**DOCUMENT SECTION**
┄┄┄┄┄┄

Can you share some of the inspirations for your writing? The natural world is always inspiring. I live in the Lowcountry of South Carolina, which is an incredibly beautiful place. We moved here from Brooklyn in the summer of 1989, and we lived on one of the barrier islands in a run-down rambling old Victorian beach house. The landscape was exotic, lush, and sensual. Palmetto and banana trees were scattered through the back yard that took up two lots. Trumpet vine climbed the fences. Everything was blooming in the thick humid air that summer. As a poet, I was dazzled by the place. I love New York, but the entire time I lived there I craved nature. Like many poets, I look to the natural world to find meaning and metaphors.  In September of that year, Hurricane Hugo made landfall and our house was so damaged that we couldn’t live there for a year. Eventually, we remade our lives here and I began to write poems again. I felt an intense connection with the landscape that I would not have had if we hadn’t seen it virtually destroyed only months earlier. As construction began on our house, the land itself seemed to be healing. The poems I wrote had an underlying emotional intensity. I never considered myself a landscape poet, but I clung to the imagery surrounding me on the island and I wrote my way out of the pain that characterized that year. Funny how life works, but the poems eventually formed a book called Noticing Eden and I began my life as a published poet. I also am inspired by stories of human survival. I worked in the human rights field for many years, and the stories of the people I encountered continue to inspire me.

┄┄┄┄┄┄

**PROVIDED DATA**
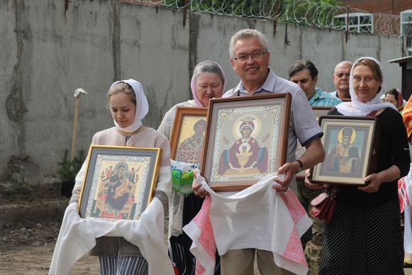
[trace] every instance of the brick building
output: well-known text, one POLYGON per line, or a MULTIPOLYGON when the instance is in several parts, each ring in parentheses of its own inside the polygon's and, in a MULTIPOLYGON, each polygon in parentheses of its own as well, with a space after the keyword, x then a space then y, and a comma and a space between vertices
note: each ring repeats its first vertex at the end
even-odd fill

┄┄┄┄┄┄

**REQUIRED ACTIONS**
1. Name every plant mentioned in the interview about writing inspirations.
2. Pick up the interview about writing inspirations after its final sentence and carry it further.
The lines aren't needed for anything here.

**ANSWERS TO THE TASKS**
1. Palmetto, banana trees, trumpet vine

2.
What are some of the challenges you’ve faced? I assume that this question refers to my writing life. The biggest obstacle always is finding time to write. I work full-time, and I always have. I have three sons; one of them has Asperger’s Syndrome. He is doing very well, but meeting his needs was time consuming for obvious reason. I love being a poet laureate, but it is enormously consuming and it essentially an unpaid job.  

Describe turning points in your career as a writer. There are two turning points that are worth mentioning. The first one is going to NYU to graduate school in literature and creative writing. I studied with some of the greatest living poets in the country: Joseph Brodsky, Galway Kinnell, Phil Levine, Louis Simpson and Carolyn Forche.  The second was being appointed poet laureate of SC in 2003; this was a huge surprise and it really changed the trajectory of my writing life. Many opportunities have come my way because of the title, and I am so grateful.  

Who were/are some of your mentors? Poet, friend, and former teacher: Carolyn Forche. Poets and friends, Kwame Dawes and Carol Ann Davis.  

List some of your favorite books/poems. My favorite poets are Elizabeth Bishop and Pablo Neruda. Right now I am writing a lot of great contemporary work by poets Sophie Cabot Black, Franz Wright, Matthew Dickman and Tracy Smith.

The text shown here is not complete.